▶ DOCUMENT TEXT
● ● ●
In addition, there are actions a society can take, that could make even more of a difference from a public health, population health, point of view, saving more lives, but these require political will. Sadly, this is often more lacking than individual will. Guns are the prime example; many state legislatures and legislators make it a point of personal pride to advocate for there being no restrictions at all on what kind of guns (e.g., automatic weapons) and ammunition (e.g., armor piercing bullets) people can have or where they can carry them (everywhere, open or concealed). Helmets and alcohol regulation are other areas where opportunity for prevention is often missed. Car safety has been increased by car and highway redesign and tobacco has been increasingly regulated (against the opposition of the industry, it should be noted, in both cases) for the benefit of public health, but many opportunities remain.
Indeed, expanding health coverage to all those below 133% of poverty by Medicaid expansion continues to be opposed by those who want to be seen as against Obamacare. This may be irrational from a public health point of view, but in many states it is rational, if offensive, for being re-elected. The most unjust and inequitable part of it all is how the effects of poor public health policies most affect the most vulnerable, poorest, least empowered people in our society, or indeed any society. Public health education campaigns tend to focus on diseases that have well-funded advocacy groups and affect the majority population; a recent qualitative study of African-American women found that they were very aware of the threat of breast cancer, but hardly at all of stroke – a disease statistically more likely to affect them.
● ● ●
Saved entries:
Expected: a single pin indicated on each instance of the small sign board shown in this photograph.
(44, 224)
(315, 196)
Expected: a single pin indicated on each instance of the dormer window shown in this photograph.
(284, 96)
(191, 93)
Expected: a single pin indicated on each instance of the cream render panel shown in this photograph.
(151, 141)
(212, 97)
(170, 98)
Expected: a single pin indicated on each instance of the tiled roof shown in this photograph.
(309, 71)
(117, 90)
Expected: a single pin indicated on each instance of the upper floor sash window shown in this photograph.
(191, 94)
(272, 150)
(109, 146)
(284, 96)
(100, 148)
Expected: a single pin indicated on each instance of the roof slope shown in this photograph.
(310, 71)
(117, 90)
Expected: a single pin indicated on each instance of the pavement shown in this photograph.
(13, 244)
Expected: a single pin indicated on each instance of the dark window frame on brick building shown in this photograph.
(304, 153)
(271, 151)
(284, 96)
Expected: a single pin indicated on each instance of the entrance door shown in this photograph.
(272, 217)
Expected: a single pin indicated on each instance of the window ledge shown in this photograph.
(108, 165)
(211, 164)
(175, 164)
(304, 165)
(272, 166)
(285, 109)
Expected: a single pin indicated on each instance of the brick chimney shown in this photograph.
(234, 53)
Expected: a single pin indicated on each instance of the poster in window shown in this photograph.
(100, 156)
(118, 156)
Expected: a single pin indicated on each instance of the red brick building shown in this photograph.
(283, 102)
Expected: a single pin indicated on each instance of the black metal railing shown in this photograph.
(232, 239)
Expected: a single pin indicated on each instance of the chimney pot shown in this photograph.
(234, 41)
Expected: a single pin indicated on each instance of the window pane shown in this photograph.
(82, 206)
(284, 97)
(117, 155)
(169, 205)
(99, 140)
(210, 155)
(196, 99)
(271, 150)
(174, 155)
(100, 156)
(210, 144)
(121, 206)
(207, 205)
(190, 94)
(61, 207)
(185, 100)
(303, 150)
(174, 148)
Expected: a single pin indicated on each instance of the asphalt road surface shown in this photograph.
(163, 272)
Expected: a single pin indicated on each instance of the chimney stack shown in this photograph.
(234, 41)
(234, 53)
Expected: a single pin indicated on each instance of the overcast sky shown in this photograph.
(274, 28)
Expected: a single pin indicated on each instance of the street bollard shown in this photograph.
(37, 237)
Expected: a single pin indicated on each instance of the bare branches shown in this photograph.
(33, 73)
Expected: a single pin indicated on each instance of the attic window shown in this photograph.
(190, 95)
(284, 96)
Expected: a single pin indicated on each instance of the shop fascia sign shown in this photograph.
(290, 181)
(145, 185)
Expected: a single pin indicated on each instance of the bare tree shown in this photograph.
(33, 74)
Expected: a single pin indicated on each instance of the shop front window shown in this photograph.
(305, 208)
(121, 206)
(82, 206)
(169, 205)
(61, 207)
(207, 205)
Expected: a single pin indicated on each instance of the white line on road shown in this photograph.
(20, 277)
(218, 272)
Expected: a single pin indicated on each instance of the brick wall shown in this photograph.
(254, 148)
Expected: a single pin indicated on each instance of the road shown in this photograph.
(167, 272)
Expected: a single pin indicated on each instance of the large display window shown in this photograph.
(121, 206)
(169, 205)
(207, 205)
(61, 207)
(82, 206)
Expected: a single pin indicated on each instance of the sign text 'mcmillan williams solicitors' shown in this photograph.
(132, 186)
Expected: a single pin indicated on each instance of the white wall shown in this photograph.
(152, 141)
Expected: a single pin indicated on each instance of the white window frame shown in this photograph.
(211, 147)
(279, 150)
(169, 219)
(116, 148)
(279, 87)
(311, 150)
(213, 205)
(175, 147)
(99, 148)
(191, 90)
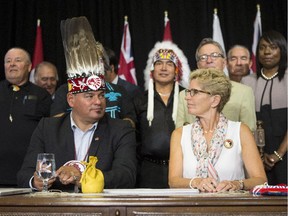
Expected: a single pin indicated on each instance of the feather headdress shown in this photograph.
(85, 57)
(170, 51)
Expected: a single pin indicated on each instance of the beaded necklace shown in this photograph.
(268, 78)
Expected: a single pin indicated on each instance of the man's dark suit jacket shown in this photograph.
(131, 89)
(113, 143)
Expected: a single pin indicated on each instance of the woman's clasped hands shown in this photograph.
(211, 185)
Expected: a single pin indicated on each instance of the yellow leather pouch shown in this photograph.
(92, 180)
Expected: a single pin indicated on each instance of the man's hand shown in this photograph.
(38, 182)
(69, 175)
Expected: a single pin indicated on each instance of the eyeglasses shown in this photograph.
(195, 91)
(213, 56)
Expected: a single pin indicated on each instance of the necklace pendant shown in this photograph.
(10, 118)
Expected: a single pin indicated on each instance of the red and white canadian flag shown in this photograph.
(167, 31)
(126, 61)
(256, 36)
(38, 51)
(217, 34)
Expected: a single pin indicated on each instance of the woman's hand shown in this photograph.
(228, 186)
(205, 184)
(269, 161)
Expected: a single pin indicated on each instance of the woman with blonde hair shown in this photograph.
(213, 153)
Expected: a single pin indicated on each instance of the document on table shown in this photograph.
(151, 192)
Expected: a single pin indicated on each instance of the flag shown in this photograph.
(126, 61)
(38, 51)
(217, 34)
(256, 36)
(167, 31)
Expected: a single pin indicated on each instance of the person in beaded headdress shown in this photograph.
(85, 131)
(156, 110)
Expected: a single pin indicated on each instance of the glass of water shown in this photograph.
(45, 168)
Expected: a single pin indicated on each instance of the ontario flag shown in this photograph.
(217, 34)
(257, 34)
(167, 31)
(126, 61)
(38, 51)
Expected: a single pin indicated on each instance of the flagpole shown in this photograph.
(258, 7)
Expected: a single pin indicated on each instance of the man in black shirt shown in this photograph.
(23, 104)
(156, 112)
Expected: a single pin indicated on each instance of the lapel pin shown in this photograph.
(228, 143)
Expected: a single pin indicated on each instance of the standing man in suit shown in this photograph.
(112, 76)
(239, 62)
(241, 105)
(23, 104)
(86, 130)
(46, 76)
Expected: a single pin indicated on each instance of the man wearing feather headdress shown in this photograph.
(166, 68)
(87, 130)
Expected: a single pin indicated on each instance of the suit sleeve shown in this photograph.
(29, 164)
(248, 113)
(180, 120)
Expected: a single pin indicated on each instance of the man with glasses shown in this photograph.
(239, 62)
(241, 105)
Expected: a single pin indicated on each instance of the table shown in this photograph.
(96, 204)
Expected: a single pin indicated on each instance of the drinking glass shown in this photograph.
(45, 168)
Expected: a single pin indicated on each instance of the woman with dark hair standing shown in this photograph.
(270, 89)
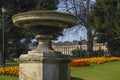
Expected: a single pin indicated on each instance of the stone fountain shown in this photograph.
(44, 63)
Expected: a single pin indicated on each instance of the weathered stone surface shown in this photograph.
(44, 66)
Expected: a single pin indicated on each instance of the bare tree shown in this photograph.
(82, 9)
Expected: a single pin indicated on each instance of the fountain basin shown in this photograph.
(44, 18)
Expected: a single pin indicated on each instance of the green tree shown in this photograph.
(107, 22)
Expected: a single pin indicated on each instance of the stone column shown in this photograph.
(44, 64)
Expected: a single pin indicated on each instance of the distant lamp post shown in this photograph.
(3, 25)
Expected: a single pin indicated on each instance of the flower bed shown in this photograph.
(96, 60)
(14, 71)
(79, 63)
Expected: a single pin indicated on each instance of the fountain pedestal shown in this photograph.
(44, 63)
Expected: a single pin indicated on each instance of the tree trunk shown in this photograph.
(89, 31)
(89, 43)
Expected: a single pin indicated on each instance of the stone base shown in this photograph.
(44, 66)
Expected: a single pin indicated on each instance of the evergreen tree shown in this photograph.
(107, 21)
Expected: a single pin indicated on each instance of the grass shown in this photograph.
(6, 77)
(106, 71)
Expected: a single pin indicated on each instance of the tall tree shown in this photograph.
(82, 9)
(107, 21)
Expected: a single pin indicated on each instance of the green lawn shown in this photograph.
(5, 77)
(106, 71)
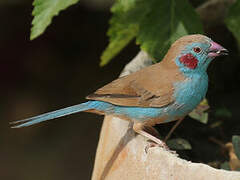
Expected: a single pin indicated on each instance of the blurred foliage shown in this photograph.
(179, 144)
(236, 145)
(233, 20)
(140, 19)
(233, 149)
(223, 113)
(44, 11)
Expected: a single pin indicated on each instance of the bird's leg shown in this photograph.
(173, 128)
(139, 128)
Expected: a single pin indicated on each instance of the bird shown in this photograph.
(163, 92)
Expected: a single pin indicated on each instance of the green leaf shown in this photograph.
(199, 113)
(44, 11)
(232, 20)
(124, 24)
(165, 23)
(179, 144)
(236, 145)
(156, 24)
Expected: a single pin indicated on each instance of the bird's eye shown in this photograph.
(197, 49)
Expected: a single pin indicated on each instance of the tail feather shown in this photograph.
(50, 115)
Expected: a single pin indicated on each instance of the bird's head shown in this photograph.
(194, 52)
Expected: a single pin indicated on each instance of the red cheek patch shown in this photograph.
(189, 60)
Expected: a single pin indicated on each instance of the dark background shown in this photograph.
(58, 70)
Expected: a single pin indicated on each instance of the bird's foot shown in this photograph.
(162, 145)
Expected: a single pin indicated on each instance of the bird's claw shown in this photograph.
(162, 145)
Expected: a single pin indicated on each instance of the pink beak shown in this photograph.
(216, 50)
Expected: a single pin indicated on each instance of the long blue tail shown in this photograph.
(52, 115)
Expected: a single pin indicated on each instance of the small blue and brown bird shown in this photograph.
(160, 93)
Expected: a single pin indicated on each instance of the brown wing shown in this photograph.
(149, 87)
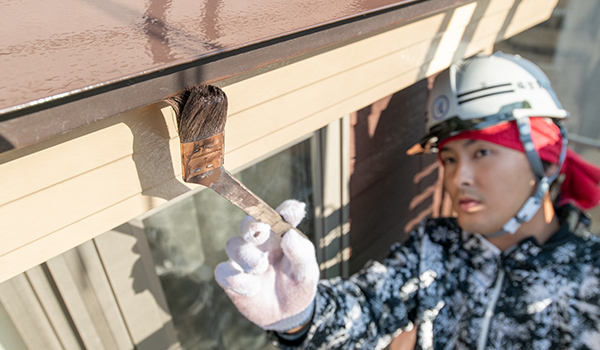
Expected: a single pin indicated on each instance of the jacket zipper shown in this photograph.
(489, 312)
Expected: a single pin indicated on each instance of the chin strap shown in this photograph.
(533, 203)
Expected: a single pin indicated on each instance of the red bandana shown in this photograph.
(580, 185)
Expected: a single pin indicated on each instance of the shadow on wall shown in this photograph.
(390, 192)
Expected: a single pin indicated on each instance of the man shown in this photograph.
(516, 268)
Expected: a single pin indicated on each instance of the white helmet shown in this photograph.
(486, 90)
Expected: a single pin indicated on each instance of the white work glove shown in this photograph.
(272, 280)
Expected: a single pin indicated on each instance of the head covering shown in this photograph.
(580, 185)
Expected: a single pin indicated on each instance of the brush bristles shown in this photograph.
(201, 112)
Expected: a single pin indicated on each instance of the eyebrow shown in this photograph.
(466, 144)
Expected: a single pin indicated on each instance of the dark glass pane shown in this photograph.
(188, 238)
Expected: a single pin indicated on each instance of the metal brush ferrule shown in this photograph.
(201, 157)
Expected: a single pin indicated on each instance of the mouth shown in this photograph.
(469, 205)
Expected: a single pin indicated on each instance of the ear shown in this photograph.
(550, 169)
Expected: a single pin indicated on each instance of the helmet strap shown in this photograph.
(533, 203)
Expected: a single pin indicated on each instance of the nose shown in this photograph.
(463, 174)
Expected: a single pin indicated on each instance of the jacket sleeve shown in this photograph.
(370, 308)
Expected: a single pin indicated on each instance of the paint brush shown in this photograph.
(201, 113)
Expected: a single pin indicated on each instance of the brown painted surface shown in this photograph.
(390, 192)
(63, 67)
(55, 48)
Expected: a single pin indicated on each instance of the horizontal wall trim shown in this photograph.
(27, 124)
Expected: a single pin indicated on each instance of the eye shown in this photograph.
(448, 160)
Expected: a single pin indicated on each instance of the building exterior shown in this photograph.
(105, 247)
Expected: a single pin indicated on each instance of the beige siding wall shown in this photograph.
(60, 193)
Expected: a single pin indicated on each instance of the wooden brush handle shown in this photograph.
(225, 184)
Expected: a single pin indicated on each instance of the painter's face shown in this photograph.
(487, 183)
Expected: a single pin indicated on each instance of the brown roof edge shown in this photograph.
(25, 125)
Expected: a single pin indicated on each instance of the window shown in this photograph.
(187, 239)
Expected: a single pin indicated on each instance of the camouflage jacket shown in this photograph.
(461, 292)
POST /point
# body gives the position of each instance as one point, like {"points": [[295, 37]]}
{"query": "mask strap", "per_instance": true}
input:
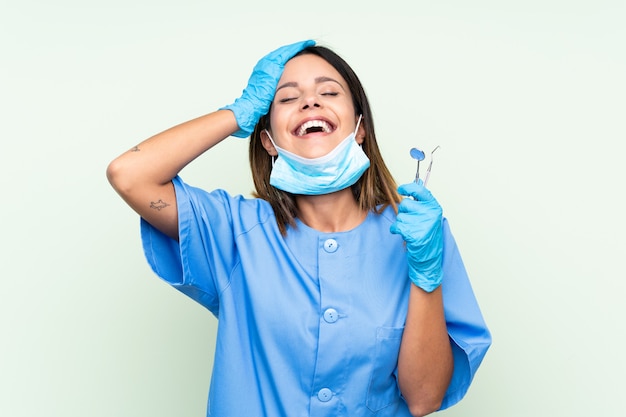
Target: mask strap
{"points": [[358, 122]]}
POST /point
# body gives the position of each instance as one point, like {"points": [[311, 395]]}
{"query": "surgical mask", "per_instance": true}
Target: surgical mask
{"points": [[339, 169]]}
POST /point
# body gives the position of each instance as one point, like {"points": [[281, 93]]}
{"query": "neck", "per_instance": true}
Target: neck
{"points": [[334, 212]]}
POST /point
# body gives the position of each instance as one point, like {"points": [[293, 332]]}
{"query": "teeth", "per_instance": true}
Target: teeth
{"points": [[313, 123]]}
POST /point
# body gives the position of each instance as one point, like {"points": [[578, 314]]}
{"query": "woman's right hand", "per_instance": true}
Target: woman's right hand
{"points": [[257, 97]]}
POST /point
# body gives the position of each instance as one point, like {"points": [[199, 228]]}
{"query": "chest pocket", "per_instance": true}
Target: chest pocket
{"points": [[383, 388]]}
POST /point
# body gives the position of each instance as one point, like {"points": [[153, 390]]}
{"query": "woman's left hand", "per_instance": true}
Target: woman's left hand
{"points": [[419, 222]]}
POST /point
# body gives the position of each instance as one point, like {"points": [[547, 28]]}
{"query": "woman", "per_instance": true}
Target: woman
{"points": [[328, 302]]}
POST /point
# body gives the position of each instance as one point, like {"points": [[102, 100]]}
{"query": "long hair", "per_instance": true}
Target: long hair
{"points": [[375, 190]]}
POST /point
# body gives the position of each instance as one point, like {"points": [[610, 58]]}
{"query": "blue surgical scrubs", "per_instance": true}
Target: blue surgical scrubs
{"points": [[309, 324]]}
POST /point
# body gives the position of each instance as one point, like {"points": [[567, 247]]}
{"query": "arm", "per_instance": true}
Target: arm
{"points": [[142, 176], [425, 363]]}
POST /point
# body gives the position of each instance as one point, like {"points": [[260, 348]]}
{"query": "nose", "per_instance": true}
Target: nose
{"points": [[310, 101]]}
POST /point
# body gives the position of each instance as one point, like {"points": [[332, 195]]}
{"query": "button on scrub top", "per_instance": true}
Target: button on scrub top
{"points": [[309, 324]]}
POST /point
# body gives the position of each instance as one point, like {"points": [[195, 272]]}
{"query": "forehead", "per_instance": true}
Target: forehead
{"points": [[308, 67]]}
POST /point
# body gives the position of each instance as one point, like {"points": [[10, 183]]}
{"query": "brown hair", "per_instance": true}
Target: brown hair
{"points": [[375, 190]]}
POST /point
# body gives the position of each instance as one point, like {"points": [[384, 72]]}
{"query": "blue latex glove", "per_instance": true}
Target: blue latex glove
{"points": [[257, 97], [420, 223]]}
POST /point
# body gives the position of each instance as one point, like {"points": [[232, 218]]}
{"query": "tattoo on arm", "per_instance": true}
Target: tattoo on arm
{"points": [[158, 205]]}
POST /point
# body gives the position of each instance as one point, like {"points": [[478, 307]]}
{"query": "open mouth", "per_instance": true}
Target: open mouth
{"points": [[314, 126]]}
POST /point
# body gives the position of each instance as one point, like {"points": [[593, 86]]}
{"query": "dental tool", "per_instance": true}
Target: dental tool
{"points": [[419, 156]]}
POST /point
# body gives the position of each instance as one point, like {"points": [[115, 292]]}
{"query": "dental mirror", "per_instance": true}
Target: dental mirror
{"points": [[418, 155]]}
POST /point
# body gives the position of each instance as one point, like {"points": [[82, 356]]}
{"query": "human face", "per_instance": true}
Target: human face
{"points": [[312, 111]]}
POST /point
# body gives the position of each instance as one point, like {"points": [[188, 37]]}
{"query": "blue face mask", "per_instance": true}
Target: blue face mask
{"points": [[339, 169]]}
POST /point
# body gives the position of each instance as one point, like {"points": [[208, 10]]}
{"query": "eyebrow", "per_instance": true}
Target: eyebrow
{"points": [[318, 80]]}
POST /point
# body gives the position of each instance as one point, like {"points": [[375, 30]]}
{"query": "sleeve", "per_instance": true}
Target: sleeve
{"points": [[199, 263], [468, 332]]}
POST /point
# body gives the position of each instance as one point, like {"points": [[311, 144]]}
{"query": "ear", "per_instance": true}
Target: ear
{"points": [[267, 143], [360, 134]]}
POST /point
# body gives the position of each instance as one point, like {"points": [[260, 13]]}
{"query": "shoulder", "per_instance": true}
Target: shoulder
{"points": [[219, 205]]}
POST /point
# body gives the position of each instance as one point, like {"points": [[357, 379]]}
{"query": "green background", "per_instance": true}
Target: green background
{"points": [[525, 98]]}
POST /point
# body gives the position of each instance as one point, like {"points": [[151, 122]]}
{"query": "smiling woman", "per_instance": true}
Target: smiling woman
{"points": [[378, 315]]}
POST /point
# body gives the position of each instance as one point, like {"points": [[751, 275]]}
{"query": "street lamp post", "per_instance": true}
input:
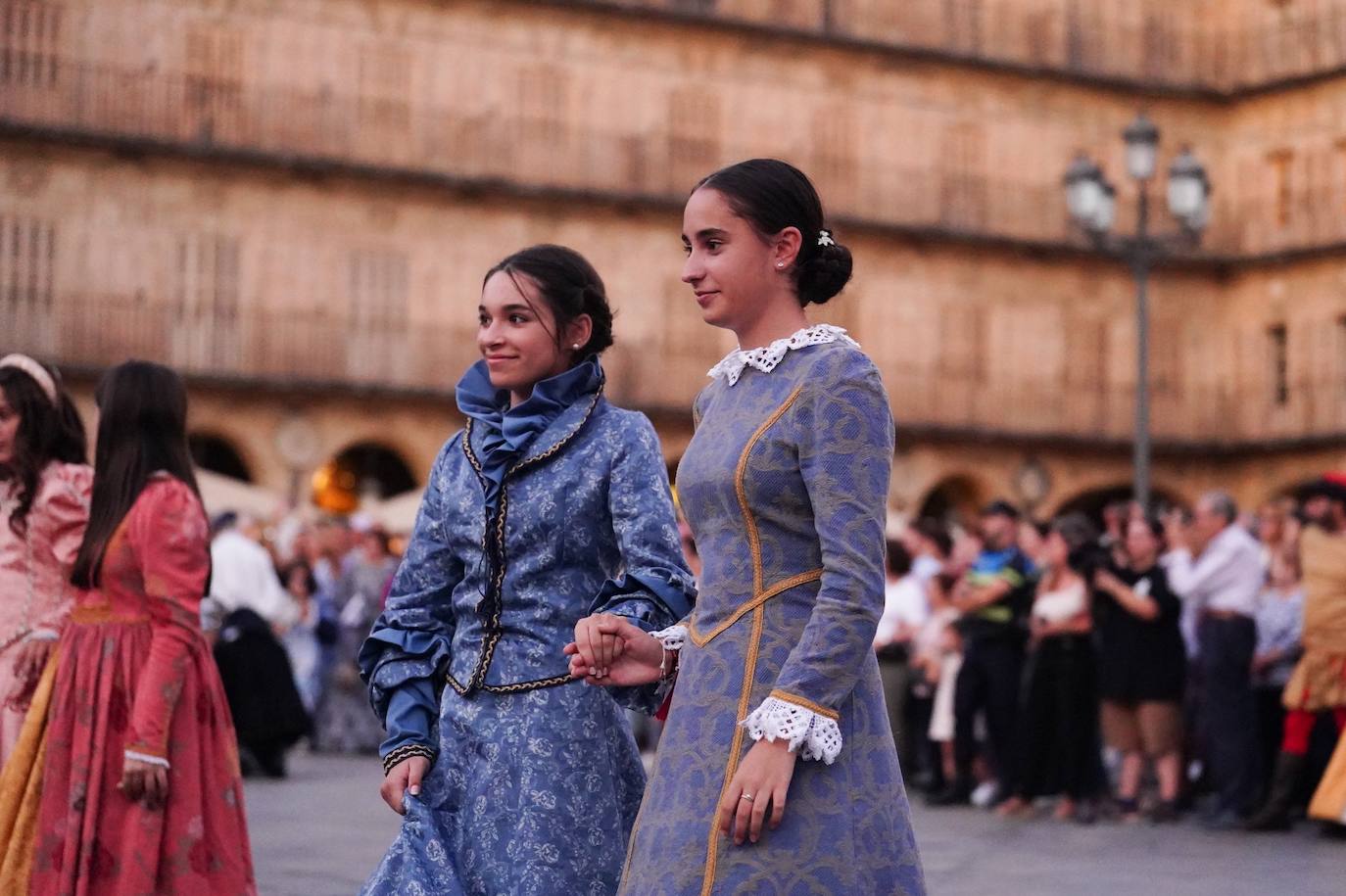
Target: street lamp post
● ● ●
▶ DESCRIPTION OF THE TASK
Please copy the public health passage word for word, beginning with "Indeed, expanding health" and stopping after "to affect them.".

▶ ANSWER AREA
Indeed, expanding health coverage to all those below 133% of poverty by Medicaid expansion continues to be opposed by those who want to be seen as against Obamacare. This may be irrational from a public health point of view, but in many states it is rational, if offensive, for being re-elected. The most unjust and inequitable part of it all is how the effects of poor public health policies most affect the most vulnerable, poorest, least empowered people in our society, or indeed any society. Public health education campaigns tend to focus on diseases that have well-funded advocacy groups and affect the majority population; a recent qualitative study of African-American women found that they were very aware of the threat of breast cancer, but hardly at all of stroke – a disease statistically more likely to affect them.